Rincian Latihan —
Ulangi kata demi kata bagian tulisan tentang etika wirausaha di bawah ini, semuanya dari "PENGANTAR ETIKA ENTREPRENEURSHIP" sampai "etis dalam Entrepreneurship.".

Selasa, 25 Februari 2014

PENGANTAR ETIKA ENTREPRENEURSHIP - Johan Hasan

Para UC Onliners yang budiman. Salam Entrepreneur..
Saya Johan Hasan. Hari ini saya akan membagikan topik perkuliahan online, berjudul integritas moral dan bagaimana menerapkan kerangka berpikir etis dalam Entrepreneurship.
Para UC Onliners, Pak Ciputra pernah menggagas IPE yang sudah diterapkan dalam Grup Ciputra. IPE Adalah singkatan dari integritas, profesionalisme dan entrepreneurship. Pak Ciputra pernah menyatakan bahwa, “Integritas sengaja saya taruh sebagai yang pertama karena saya berpendapat bahwa dua nilai utama yang lain yaitu profesionalisme dan entrepreneurship harus ditopang oleh integritas”.

Mari kalau demikian kita akan coba memahami apa itu integritas moral? Saya akan mengajak para UC Onliners untuk melihat Mitos “The Ring of Gyges”, atau Cincin dari Gyges yang penah ditulis oleh Plato dalam bukunya Republic. Ceritanya begini:

Dahulu kala hidup seorang gembala bernama Gyges dari Libya yang sedang menggembalakan domba-dombanya. Ia saat itu menggembalakan domba-dombanya di sebuah pegunungan. Pada saat itu tidak lama kemudian terjadilah gempa bumi. Gempa itu mengakibatkan terbukalah sebuah goa di pegunungan. Gyges masuk ke dalam goa tersebut dan di dalamnya ia menemukan sebuah kuburan dengan kuda perunggu yang berisi jenazah seorang pria yang bertubuh besar dengan cincin emas di tangannya. Gyges pun kemudian mengantongi cincin itu. Belakangan ia mengetahui bahwa cincin itu memiliki kekuatan tersendiri. Kekuatan yang mengakibatkan sang pemakai tidak terlihat oleh orang lain. Gyges pun menggunakan kekuatan itu untuk membunuh raja Libya, menggantikannya, bahkan mengawini permaisurinya. Tidak ada bukti atau hukuman atas kejahatannya.

Cincin emas dengan kekuatan menghilang itu memang adalah sebuah mitos. Mitos ini pun memberikan ide bagi beberapa film Holywood seperti film Invisible Man, film Lord of The Ring, namun dalam realitas ternyata kekuatan cincin itu juga ada.Cincin itu di jaman sekarang dapat berupa kekuatan uang, sehingga kita dapat menghindari hukuman dengan membayar hakim, jaksa, atau para penegak hukum lainnya. Cincin Gyges itu juga dapat berupa kekuatan kekuatan politik, sehingga kita dapat menghindari diri dari tuduhan kesalahan yang seharusnya kita terima. Juga bisa kekuatan politik dan media masa sehingga hukum dan informasi dapat diputarbalikkan. Atau pun kekuatan teknologi sehingga kita dapat mengaburkan identitas kita atau tidak terdeteksi oleh sistem. Dan lain sebagainya.

Data yang Diberikan —
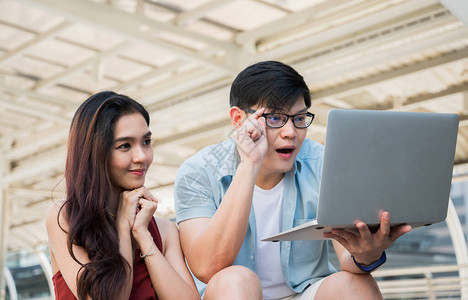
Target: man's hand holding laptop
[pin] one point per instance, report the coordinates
(364, 246)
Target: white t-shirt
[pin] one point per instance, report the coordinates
(268, 211)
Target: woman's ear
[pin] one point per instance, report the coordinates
(237, 115)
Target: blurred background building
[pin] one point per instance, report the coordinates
(179, 58)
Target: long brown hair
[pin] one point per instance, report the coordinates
(88, 190)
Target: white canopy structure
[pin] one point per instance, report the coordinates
(179, 58)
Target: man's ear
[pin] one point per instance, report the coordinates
(237, 115)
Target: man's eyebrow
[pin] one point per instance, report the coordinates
(129, 138)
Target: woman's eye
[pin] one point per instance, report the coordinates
(124, 146)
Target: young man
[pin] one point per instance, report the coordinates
(264, 180)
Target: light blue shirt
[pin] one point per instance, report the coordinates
(203, 180)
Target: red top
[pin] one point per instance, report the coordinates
(142, 287)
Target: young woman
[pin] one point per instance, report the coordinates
(104, 241)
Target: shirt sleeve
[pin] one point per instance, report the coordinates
(193, 192)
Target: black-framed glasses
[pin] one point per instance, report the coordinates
(278, 120)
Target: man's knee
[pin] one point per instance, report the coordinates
(346, 285)
(234, 282)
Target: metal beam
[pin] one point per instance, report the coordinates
(360, 23)
(10, 282)
(40, 37)
(4, 224)
(382, 57)
(35, 169)
(288, 22)
(35, 112)
(80, 66)
(405, 70)
(199, 12)
(172, 66)
(47, 269)
(459, 245)
(405, 28)
(137, 27)
(65, 103)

Jawaban Latihan —
PENGANTAR ETIKA ENTREPRENEURSHIP - Johan Hasan

Para UC Onliners yang budiman. Salam Entrepreneur..
Saya Johan Hasan. Hari ini saya akan membagikan topik perkuliahan online, berjudul integritas moral dan bagaimana menerapkan kerangka berpikir etis dalam Entrepreneurship.